Your objective
Copy out the following lines without any changes.

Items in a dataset
==================================================

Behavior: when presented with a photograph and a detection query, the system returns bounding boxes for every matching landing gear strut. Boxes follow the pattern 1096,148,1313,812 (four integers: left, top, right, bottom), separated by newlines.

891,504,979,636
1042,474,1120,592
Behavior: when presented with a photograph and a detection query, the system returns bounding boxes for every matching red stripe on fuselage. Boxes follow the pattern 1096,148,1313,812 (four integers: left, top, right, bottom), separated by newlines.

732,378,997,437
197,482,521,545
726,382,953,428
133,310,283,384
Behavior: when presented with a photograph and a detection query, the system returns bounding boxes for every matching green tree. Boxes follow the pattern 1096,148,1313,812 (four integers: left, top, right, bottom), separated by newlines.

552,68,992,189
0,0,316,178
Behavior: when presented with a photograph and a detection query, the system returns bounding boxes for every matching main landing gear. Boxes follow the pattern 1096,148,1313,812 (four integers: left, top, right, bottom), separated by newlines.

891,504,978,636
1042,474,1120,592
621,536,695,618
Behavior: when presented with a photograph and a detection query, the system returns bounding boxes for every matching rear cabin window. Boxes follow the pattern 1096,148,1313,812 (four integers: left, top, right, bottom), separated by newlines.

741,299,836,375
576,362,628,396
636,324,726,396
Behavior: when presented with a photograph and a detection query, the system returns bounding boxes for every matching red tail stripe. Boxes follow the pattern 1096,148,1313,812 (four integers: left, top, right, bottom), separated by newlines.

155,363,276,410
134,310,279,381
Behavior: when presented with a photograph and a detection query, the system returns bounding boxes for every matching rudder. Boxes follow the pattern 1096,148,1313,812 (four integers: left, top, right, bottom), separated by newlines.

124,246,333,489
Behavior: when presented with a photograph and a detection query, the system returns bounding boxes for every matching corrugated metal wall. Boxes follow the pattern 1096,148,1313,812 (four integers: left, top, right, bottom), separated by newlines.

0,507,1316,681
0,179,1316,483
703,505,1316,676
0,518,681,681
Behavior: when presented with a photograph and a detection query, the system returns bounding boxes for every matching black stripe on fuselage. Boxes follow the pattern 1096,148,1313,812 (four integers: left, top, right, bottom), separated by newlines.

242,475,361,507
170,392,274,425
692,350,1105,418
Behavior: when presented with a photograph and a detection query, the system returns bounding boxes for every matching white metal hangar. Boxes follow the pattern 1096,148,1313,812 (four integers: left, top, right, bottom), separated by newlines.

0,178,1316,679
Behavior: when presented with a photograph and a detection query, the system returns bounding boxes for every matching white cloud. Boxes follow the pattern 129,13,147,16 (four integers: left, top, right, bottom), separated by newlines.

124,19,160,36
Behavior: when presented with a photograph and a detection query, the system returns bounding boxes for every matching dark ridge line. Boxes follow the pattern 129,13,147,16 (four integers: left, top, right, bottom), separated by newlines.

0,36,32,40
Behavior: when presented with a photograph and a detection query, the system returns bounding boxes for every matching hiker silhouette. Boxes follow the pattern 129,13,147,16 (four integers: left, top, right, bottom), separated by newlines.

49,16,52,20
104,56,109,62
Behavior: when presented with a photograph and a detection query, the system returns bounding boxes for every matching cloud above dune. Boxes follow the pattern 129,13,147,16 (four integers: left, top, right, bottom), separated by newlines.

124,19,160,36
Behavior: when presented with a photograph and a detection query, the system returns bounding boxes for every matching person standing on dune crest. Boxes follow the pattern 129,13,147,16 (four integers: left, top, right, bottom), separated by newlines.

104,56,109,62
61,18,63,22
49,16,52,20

==================================================

Solution to this exercise
Behavior: when presented with a photograph and a detection query, the system returns bounding boxes for every matching landing gear strut. Boxes follow the pattern 1096,148,1313,812 (four integers: left, top, right, bottom), separated by newlines.

891,504,979,636
1042,474,1120,592
Behavior: when presented with a photograph and a detection query, the system returns bounding boxes for every matching red stripe on fuselage. Boxes follow the pattern 1096,148,1313,812 (four integers: left, top, right, bottom), separated by newlines.

732,378,997,437
197,482,521,545
726,382,953,428
133,310,283,384
Behavior: when presented with a photograph and a detection query, the system returns bounding boxes for every matching green tree. Boxes follow the pattern 1096,148,1313,812 (four integers: left, top, right, bottom), separated by newlines.

552,68,992,189
0,0,316,178
Behavior: when presented with a photograph and a detection query, the system returns bounding boxes for every matching main landing gear. Boxes follow the pattern 1096,148,1313,812 (four integers: left, top, right, bottom), separated by newlines.

891,504,978,636
1042,474,1120,592
621,536,695,618
Behavior: when presented with a photograph and a detection query, the system returns bounding boxes for every matching rear cabin window. Boxes follow the pattern 1096,148,1313,812 (four integers: left, top, right, bottom), separated by newlines.

741,299,836,375
576,362,628,396
636,324,726,396
Behavior: when presented with a photograph and a detection query, the system returns bounding boxes for every matching red tail stripe. Boxes follow the pattern 1096,148,1313,812 (four integers: left, top, right, bottom), separated by newlines.

155,363,276,410
134,310,279,381
Behavior: when presented with a photograph and a detection query, the system returns bounding boxes for every matching rudder. Boxes follow the pattern 1096,148,1313,812 (four integers: left, top, right, bottom), separated by newlines.

124,246,333,489
Behavior: when presented with a photograph and a detection query, the system returns bounding boxes for every matching corrugated metal wall. Boxes follow the pattern 1096,148,1313,812 (four integers: left, top, right, bottom), separated by newlines.

0,507,1316,681
0,179,1316,483
703,505,1316,676
0,518,681,681
Behavior: when presented with a photograph and a detection query, the system returns bounding boxes for every matching black stripe on fuselage. Boxes follow the pattern 1096,148,1313,812 (four integers: left, top, right, bottom), separated by newlines.

242,475,361,507
170,392,274,425
692,350,1105,418
Behavior: when presented with a photograph and a detection query, the system returns bounding boxes for every matching white metal hangar. Boxes follow the pattern 1096,148,1313,812 (four integers: left, top, right, bottom), separated by newlines.

0,178,1316,679
Behavior: when presented with a photograph and a detection query, the system returns bounding boxes for every matching white cloud. Boxes follow the pattern 129,13,147,16 (four integers: left, top, right, bottom), separated by newlines.

124,19,160,36
Behavior: when presented with a photograph and a detection query, the system returns bounding boxes for every matching dark ridge line. Boxes follow the pattern 129,13,147,16 (four integers: left, top, right, bottom), separated by newlines.

0,36,32,40
Behavior: when presented with a photograph and a detection query, the system returns bounding boxes for every matching hiker silhouette. Boxes follow the pattern 129,13,147,16 (four integers: left, top, right, bottom), separated by newlines.

49,16,52,20
104,56,109,62
Behavior: when presented with a photograph and a detection query, the system returns bounding boxes for every matching cloud above dune. Boxes follow the pattern 129,13,147,16 (four integers: left, top, right, bottom), separated by newlines.

124,19,160,36
Behavior: when presented with a photograph and a detection query, the system returns bounding boxes for every matching person standing on dune crest. Boxes follow the pattern 129,13,147,16 (four integers: left, top, right, bottom), separated by newlines.

104,56,109,62
61,18,63,22
49,16,52,20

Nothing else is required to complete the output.